▶ _Supplied records_
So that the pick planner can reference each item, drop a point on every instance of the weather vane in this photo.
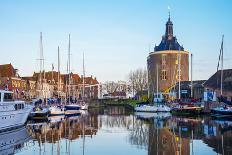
(169, 11)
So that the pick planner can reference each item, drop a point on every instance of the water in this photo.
(115, 131)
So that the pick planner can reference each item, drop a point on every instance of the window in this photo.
(164, 75)
(164, 59)
(8, 97)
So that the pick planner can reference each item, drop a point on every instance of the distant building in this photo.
(91, 88)
(185, 89)
(10, 80)
(214, 83)
(165, 60)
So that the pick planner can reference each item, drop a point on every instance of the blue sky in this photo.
(115, 35)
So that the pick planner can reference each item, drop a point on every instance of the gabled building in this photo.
(214, 83)
(163, 62)
(10, 80)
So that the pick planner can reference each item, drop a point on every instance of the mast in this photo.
(41, 66)
(69, 74)
(58, 73)
(179, 73)
(191, 75)
(157, 80)
(83, 81)
(222, 64)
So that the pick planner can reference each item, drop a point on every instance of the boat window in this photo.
(16, 107)
(8, 97)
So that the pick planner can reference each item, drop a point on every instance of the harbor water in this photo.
(115, 130)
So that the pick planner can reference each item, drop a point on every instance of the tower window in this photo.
(164, 75)
(164, 59)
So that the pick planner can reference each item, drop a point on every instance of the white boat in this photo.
(56, 110)
(158, 115)
(146, 108)
(40, 113)
(13, 141)
(12, 113)
(163, 108)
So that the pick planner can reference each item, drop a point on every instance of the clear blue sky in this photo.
(115, 35)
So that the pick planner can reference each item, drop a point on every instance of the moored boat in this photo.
(226, 110)
(187, 109)
(56, 110)
(146, 108)
(40, 113)
(12, 113)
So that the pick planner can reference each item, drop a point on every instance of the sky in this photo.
(116, 36)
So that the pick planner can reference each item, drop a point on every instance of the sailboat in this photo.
(70, 108)
(180, 107)
(40, 112)
(84, 105)
(226, 109)
(157, 107)
(57, 110)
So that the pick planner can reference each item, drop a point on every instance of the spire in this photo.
(169, 13)
(169, 27)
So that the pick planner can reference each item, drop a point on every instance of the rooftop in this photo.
(169, 42)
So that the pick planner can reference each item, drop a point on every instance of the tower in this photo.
(162, 63)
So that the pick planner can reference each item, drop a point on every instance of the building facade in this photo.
(166, 61)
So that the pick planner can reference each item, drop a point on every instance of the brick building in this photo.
(164, 61)
(10, 80)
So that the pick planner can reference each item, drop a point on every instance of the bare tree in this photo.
(110, 86)
(138, 80)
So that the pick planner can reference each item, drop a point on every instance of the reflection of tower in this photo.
(165, 141)
(165, 56)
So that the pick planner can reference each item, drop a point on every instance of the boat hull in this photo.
(146, 108)
(56, 111)
(186, 111)
(14, 118)
(72, 107)
(221, 111)
(42, 114)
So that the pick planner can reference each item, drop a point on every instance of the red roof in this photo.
(7, 70)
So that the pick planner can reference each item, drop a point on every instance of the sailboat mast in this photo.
(157, 80)
(222, 64)
(41, 66)
(58, 73)
(191, 75)
(179, 73)
(69, 74)
(83, 81)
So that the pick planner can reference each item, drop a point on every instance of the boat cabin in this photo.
(6, 96)
(158, 97)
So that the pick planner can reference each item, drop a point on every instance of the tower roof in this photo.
(168, 42)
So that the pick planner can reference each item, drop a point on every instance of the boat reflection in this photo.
(13, 141)
(156, 134)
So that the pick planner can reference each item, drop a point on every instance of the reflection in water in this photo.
(13, 141)
(106, 131)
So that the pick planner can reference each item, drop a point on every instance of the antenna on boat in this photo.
(69, 74)
(58, 73)
(83, 81)
(191, 75)
(179, 72)
(222, 64)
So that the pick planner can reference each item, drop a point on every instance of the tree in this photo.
(138, 80)
(110, 86)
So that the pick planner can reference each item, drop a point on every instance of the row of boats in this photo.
(72, 109)
(14, 114)
(184, 108)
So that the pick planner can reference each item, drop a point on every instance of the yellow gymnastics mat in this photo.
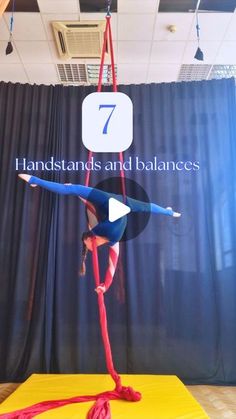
(163, 396)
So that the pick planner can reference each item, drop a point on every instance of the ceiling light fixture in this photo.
(199, 54)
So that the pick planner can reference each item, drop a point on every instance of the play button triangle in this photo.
(116, 209)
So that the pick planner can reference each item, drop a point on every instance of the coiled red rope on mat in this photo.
(101, 407)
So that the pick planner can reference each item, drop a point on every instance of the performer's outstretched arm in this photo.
(93, 195)
(139, 206)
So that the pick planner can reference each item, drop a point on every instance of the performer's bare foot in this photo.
(175, 214)
(26, 178)
(100, 288)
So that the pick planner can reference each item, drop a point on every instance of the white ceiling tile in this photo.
(209, 49)
(137, 6)
(42, 74)
(135, 27)
(13, 72)
(10, 58)
(4, 30)
(131, 73)
(131, 51)
(226, 53)
(231, 31)
(101, 16)
(59, 6)
(28, 26)
(182, 21)
(159, 73)
(34, 51)
(212, 26)
(167, 51)
(48, 18)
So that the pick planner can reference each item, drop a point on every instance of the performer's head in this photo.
(87, 239)
(87, 245)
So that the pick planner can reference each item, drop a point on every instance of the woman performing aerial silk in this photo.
(101, 229)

▶ _Goal_
Repeat all of the entries word for word, but omit the pictures.

▶ _Right answer_
So that the pick planner can reference each item, drop a point on every instance of the weather vane in this photo.
(169, 11)
So that the pick planner can reference each item, drop a point on every instance of the water in this photo.
(115, 131)
So that the pick planner can reference each item, drop a point on every instance of the window in this photo.
(164, 75)
(164, 59)
(8, 97)
So that the pick planner can reference each item, drop a point on every instance of the distant building in this photo.
(91, 88)
(185, 89)
(10, 80)
(214, 83)
(165, 60)
So that the pick planner can reference each item, drop a point on every instance of the blue sky in this photo.
(115, 35)
So that the pick planner can reference each item, drop a point on every instance of the gabled building in this photo.
(214, 83)
(163, 62)
(10, 80)
So that the pick planner can reference each item, drop a point on every instance of the mast in this photo.
(41, 66)
(69, 74)
(58, 73)
(179, 73)
(191, 75)
(157, 80)
(83, 81)
(222, 64)
So that the pick planner can reference each item, drop a point on every instance of the boat window in this photo.
(16, 107)
(8, 97)
So that the pick planner can reference each item, drop a point on every instance of the harbor water in this photo.
(115, 130)
So that the pick planner can reference each item, drop a point on every instance of the tower window in this photo.
(164, 75)
(164, 59)
So that the pick planner can reference each item, drop a point on every instance of the white boat in this photo.
(56, 110)
(158, 115)
(146, 108)
(40, 113)
(13, 141)
(12, 113)
(163, 108)
So that the pick planner can reference each item, drop a point on every instance of the clear blue sky in this photo.
(115, 35)
So that the pick planner can reference each item, drop a point on every instance of the moored boat in this photo.
(226, 110)
(187, 109)
(56, 110)
(146, 108)
(40, 113)
(12, 113)
So that the pick planner can reference each item, drop a point on every instance of the sky in this photo.
(116, 36)
So that the pick planner can reference each item, drop a point on every instance of the sailboat in this photo.
(70, 108)
(180, 107)
(40, 112)
(84, 105)
(226, 109)
(157, 107)
(57, 110)
So that the pick planner can reference each item, drop a point on every instance of the spire in this photo.
(169, 13)
(169, 27)
So that the pick planner can reference each item, drop a point on every instance of the rooftop in this photo.
(169, 42)
So that the pick planner can reference each item, drop a point on every instance of the tower in this photo.
(162, 63)
So that the pick planner can reference each item, drop a point on every instance of the building facade in this photo.
(166, 61)
So that the pick planner can reference each item, drop a point on every instance of the brick building in this photo.
(164, 61)
(10, 80)
So that the pick planner can reference each item, drop a point on every instance of the bare tree in this photo.
(110, 86)
(138, 80)
So that the pick planner can reference each item, drop a point on every instance of the reflection of tower in this photo.
(165, 141)
(165, 56)
So that the pick planner can reference each item, drop a point on every instance of the boat hull in this photo.
(146, 108)
(56, 111)
(186, 111)
(14, 118)
(72, 107)
(221, 111)
(42, 114)
So that the pick planner can reference each item, drop a point on every instance of the red roof in this photo.
(7, 70)
So that the pick planner can reference each item, drop a point on every instance of the sailboat mast in this photo.
(157, 80)
(222, 64)
(41, 66)
(58, 73)
(191, 75)
(179, 73)
(69, 74)
(83, 81)
So that the pick planner can reference each item, drop a point on every instance of the boat cabin in this photo.
(6, 96)
(158, 97)
So that the pick planner can reference each item, drop a point on every instance of the tower roof in this photo.
(168, 42)
So that the pick planner can reference each item, drop a point on every instance of the boat reflection in this photo.
(13, 141)
(156, 134)
So that the pick planner can reference each item, drop a point on every instance of the reflection in water in this photo.
(13, 141)
(106, 131)
So that the pick planner can reference each item, drop a point on every instance of the antenna on boat in this photo.
(69, 74)
(58, 73)
(83, 81)
(191, 75)
(179, 72)
(222, 64)
So that the pick planner can reference each item, drop a point on every instance of the tree in this photo.
(138, 80)
(110, 86)
So that the pick planner can reference each item, drop a point on every instance of the row of boats in this photo.
(72, 109)
(14, 114)
(184, 108)
So that the pick planner can reference each item, drop a point on every instance of the yellow gymnastics mat in this photo.
(163, 396)
So that the pick planner can reference each item, drop a point on every instance of the ceiling light fixture in this photo.
(199, 54)
So that the pick planner can reference each item, drop a point on every instance of the play button triangle in this photo.
(116, 209)
So that the pick planner can reference each item, drop a point on every instance of the coiled red rope on mat in this photo.
(101, 407)
So that the pick planner can reference each item, drop a point on every instance of the performer's outstretched arm in this photo.
(93, 195)
(139, 206)
So that the pick planner can reference each item, drop a point on every instance of the performer's bare foot in this photo.
(175, 214)
(26, 178)
(100, 288)
So that the pick planner can reference each item, drop a point on every instance of the white ceiling tile in this photo.
(209, 49)
(137, 6)
(42, 74)
(135, 27)
(13, 72)
(10, 58)
(4, 30)
(131, 73)
(131, 51)
(226, 53)
(231, 31)
(101, 16)
(59, 6)
(28, 26)
(182, 21)
(159, 73)
(34, 51)
(212, 26)
(167, 51)
(48, 18)
So that the pick planner can reference each item, drop a point on every instance of the performer's head in this photo.
(87, 239)
(87, 245)
So that the pick planner can reference each item, drop a point on every instance of the woman performing aerial silk in this photo.
(101, 229)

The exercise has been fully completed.